# START OF Exercise input

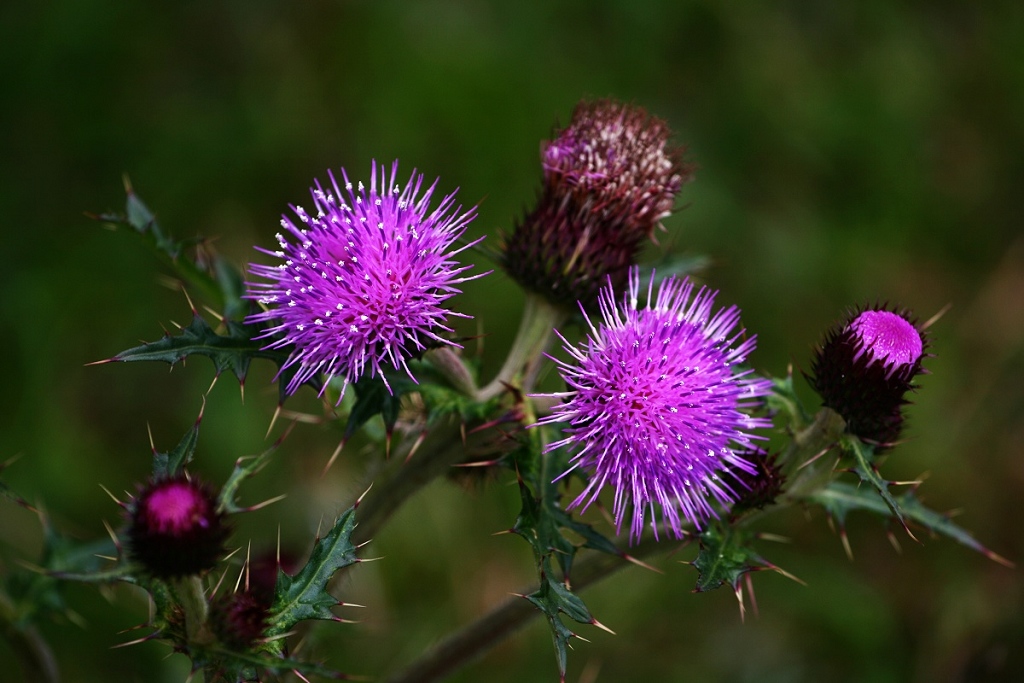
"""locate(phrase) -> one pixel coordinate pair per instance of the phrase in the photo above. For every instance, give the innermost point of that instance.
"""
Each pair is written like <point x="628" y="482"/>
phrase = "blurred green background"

# END OF Exercise input
# START OF Exercise input

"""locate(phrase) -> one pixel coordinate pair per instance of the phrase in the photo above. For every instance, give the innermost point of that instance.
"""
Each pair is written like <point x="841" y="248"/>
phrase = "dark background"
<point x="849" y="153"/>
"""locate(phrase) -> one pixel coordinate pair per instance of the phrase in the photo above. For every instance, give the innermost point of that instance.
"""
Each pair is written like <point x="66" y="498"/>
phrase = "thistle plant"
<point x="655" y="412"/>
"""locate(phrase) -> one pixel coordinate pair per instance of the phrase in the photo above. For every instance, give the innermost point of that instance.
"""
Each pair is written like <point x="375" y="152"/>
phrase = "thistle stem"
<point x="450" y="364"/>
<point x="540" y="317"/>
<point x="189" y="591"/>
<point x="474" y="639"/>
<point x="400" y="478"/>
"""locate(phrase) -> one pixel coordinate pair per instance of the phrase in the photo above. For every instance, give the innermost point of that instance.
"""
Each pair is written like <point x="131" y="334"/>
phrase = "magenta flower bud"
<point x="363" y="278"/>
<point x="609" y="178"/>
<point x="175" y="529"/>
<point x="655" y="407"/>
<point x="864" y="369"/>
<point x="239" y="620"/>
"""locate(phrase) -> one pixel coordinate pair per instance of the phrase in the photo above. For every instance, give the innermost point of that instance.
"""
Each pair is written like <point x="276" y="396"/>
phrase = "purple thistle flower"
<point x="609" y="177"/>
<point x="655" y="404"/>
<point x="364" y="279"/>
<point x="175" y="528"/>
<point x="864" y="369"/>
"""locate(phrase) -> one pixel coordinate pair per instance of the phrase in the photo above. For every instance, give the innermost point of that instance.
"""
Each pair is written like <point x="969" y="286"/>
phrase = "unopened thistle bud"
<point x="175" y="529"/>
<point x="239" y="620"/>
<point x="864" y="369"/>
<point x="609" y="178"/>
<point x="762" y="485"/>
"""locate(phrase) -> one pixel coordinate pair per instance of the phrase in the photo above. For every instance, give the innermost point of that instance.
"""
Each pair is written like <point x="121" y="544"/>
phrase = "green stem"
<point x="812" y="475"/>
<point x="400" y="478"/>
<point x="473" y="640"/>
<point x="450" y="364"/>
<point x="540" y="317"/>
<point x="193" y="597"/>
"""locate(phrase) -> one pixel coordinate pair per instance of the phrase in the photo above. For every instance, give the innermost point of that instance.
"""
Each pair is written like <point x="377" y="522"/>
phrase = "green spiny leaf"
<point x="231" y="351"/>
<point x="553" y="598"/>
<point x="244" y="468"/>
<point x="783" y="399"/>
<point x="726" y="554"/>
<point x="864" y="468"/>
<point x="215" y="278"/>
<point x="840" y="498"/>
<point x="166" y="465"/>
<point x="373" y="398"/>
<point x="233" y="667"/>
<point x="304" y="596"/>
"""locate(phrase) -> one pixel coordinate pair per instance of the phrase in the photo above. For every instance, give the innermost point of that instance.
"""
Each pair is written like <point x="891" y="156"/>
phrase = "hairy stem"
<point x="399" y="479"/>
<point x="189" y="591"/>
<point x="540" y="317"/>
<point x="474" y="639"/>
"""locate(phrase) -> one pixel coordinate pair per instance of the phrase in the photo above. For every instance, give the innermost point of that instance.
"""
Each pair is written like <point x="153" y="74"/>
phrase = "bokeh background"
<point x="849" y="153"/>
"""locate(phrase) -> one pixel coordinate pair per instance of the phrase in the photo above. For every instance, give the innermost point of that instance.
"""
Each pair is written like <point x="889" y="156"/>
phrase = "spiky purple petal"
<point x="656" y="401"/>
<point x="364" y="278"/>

# END OF Exercise input

(Given problem):
List every line of the data above that contains the word "background", matching case exactly.

(Solution for this task):
phrase = "blurred green background"
phrase = "dark background"
phrase = "bokeh background"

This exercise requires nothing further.